Task description – Copy out, word for word, only the lines of the records that start at the line containing "Where can you see the bright" and end at the last line of the records.

[start]

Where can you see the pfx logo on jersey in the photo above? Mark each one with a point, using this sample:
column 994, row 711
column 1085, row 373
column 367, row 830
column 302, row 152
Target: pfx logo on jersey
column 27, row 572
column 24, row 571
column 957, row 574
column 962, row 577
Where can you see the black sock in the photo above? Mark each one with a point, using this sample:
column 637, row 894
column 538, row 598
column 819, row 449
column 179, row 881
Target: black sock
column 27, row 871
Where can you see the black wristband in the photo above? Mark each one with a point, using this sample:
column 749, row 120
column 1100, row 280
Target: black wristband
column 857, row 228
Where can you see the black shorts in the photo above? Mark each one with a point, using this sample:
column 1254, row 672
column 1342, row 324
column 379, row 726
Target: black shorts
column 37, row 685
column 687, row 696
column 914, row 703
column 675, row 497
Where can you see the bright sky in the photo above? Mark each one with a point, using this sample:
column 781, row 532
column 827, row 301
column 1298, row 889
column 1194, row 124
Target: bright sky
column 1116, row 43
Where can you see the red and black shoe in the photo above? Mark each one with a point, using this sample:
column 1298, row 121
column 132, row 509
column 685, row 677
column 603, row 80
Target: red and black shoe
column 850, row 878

[end]

Response –
Where can you see the bright sky in the photo above? Mark each one with a point, using this sample:
column 781, row 532
column 827, row 301
column 1298, row 889
column 1194, row 124
Target: bright sky
column 1116, row 43
Where can you see the red and black shoe in the photo above? Mark each one with a point, using this sample:
column 1298, row 121
column 132, row 509
column 685, row 677
column 603, row 80
Target: red and black shoe
column 850, row 878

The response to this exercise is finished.